PROBLEM ▸ An unchanged copy of every record below, without pictures, is the goal.
INFORMATION GIVEN below:
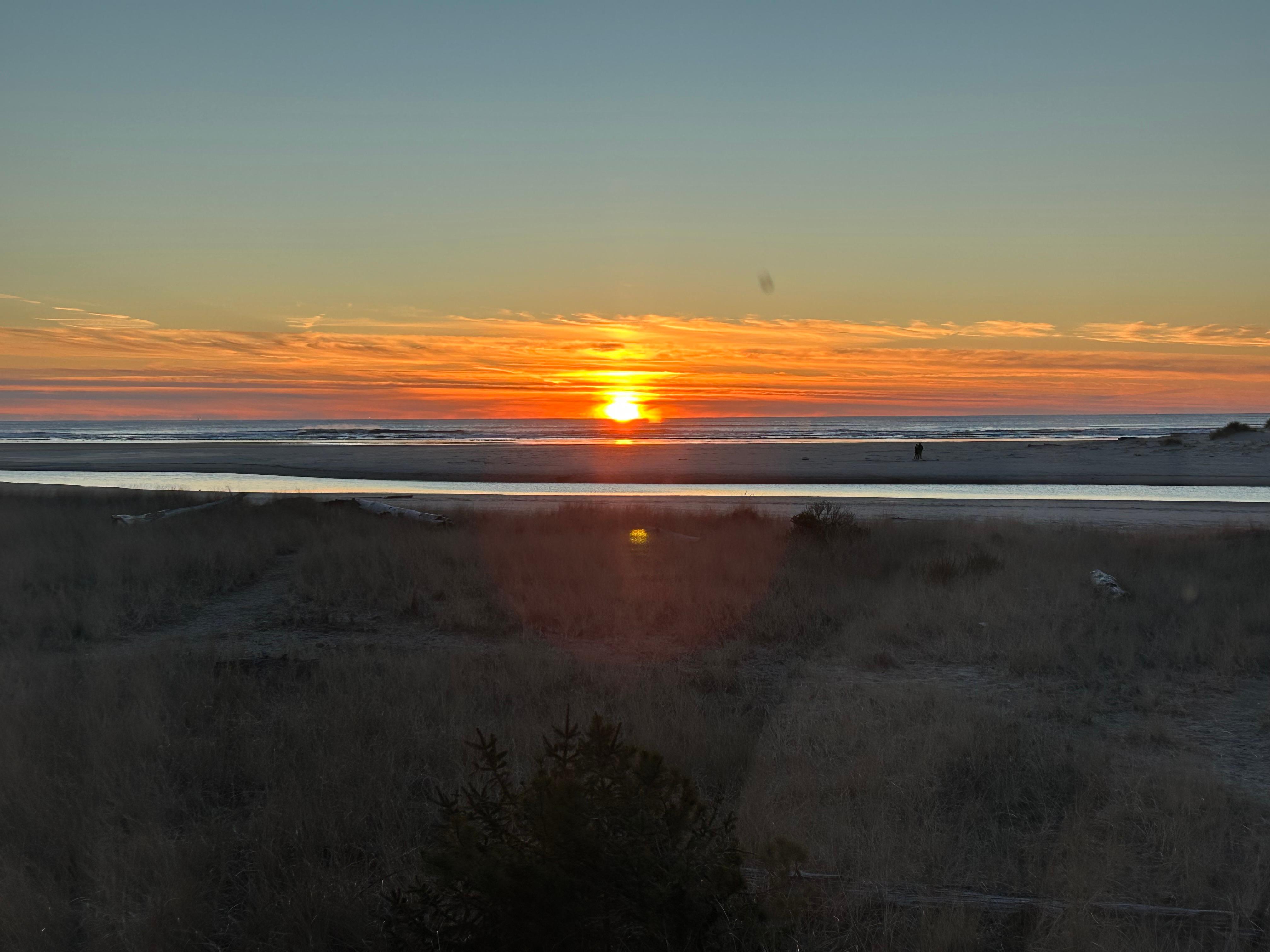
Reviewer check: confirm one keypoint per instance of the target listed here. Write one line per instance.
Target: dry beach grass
(948, 705)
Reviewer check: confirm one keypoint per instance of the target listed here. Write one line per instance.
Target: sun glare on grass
(623, 408)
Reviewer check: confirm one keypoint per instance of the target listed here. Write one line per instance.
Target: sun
(623, 408)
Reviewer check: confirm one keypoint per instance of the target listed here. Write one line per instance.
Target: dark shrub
(947, 569)
(1230, 429)
(828, 520)
(605, 847)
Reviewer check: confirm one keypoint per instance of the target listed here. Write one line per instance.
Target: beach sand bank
(1109, 514)
(1243, 460)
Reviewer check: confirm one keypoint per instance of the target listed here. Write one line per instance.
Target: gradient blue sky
(249, 167)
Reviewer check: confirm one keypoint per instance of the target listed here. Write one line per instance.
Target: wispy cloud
(96, 320)
(1202, 334)
(552, 365)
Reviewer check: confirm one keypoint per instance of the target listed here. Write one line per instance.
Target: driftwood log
(374, 506)
(168, 513)
(1107, 584)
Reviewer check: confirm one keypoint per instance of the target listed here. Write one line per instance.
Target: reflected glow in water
(253, 483)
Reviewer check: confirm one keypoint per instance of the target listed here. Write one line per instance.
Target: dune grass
(150, 800)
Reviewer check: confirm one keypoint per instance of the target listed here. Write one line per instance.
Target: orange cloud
(561, 365)
(1143, 333)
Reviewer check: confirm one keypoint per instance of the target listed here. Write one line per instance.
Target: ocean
(678, 431)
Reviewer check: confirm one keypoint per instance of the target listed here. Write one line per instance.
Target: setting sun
(623, 408)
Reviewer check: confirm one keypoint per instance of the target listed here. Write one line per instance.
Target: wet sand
(1236, 461)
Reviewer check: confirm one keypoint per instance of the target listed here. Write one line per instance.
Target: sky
(518, 210)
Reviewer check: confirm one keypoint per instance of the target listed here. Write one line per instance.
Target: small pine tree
(605, 847)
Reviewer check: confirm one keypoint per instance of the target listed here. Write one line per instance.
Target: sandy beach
(1241, 460)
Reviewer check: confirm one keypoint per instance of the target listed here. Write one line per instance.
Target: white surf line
(258, 483)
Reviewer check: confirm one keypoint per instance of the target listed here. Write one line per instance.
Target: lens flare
(623, 408)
End of INFORMATION GIVEN.
PROBLEM SOLUTION ▸
Reviewer check: confirm one keypoint per instance of the target listed here. Write one line per instance.
Target: dry beach grass
(948, 705)
Reviewer check: confirm one keypoint per instance of the target listed here. Write one line per instance.
Target: sun glare on grass
(623, 408)
Reviewer check: confirm one keypoint per instance of the target listed here. Write one line per instance.
Target: sun
(623, 408)
Reviewer check: confirm one keypoint per instance of the target listed here. Write one line per instance.
Target: dark shrub
(947, 569)
(1230, 429)
(828, 520)
(605, 847)
Reviewer check: confirm one keypoint per instance of the target listed here. Write one line per instance.
Target: beach sand bank
(1109, 514)
(1243, 460)
Reviewer check: confirm one keypoint per instance of the target listed here. Write one line per instance.
Target: gradient blue sky
(249, 167)
Reviewer check: confirm one keypoint per instance of the target listed here. Write one line per instance.
Target: wispy cloud
(96, 320)
(1202, 334)
(552, 365)
Reviewer check: confirm one keypoint per instance of the target listed here. Write one line per instance.
Target: driftwood log
(374, 506)
(168, 513)
(1107, 584)
Reviewer check: confirm one keypoint per instance of the target listed here. Write one line per instance.
Target: reflected glow in water
(253, 483)
Reviewer check: confirm one keypoint per instance of the target listed here. Write one line per instance.
Target: dune grass
(150, 800)
Reviewer check: confirm one keypoint per instance of the target listed here. Write one line per instance.
Target: orange cloud
(561, 365)
(1143, 333)
Reviewer check: confirm one keypoint per instance of the target listed here. Write one line per instance.
Target: ocean
(678, 431)
Reviewer check: confirm one keypoint per instance of the target listed here. Write one line per instance.
Target: setting sun
(623, 408)
Reviewer check: confirm one keypoint per instance of the target listed here. Write one line per instance.
Target: wet sand
(1236, 461)
Reviewer check: confirm one keypoint per instance of the target listed here. Write one line per instance.
Target: sky
(518, 210)
Reviewer check: confirm one keypoint per instance of the target listed here. Write one line per instance.
Target: small pine tree
(605, 847)
Reviewer check: confirm one keypoint per instance of the target listed here. Write one line per instance.
Target: sandy beach
(1241, 460)
Reviewer check: confirm one keypoint per instance of the target listed here. Write one line per instance.
Target: white surf line
(258, 483)
Reviewer check: confirm one keypoint per instance of the target listed here. Write one line per instance.
Target: lens flare
(623, 408)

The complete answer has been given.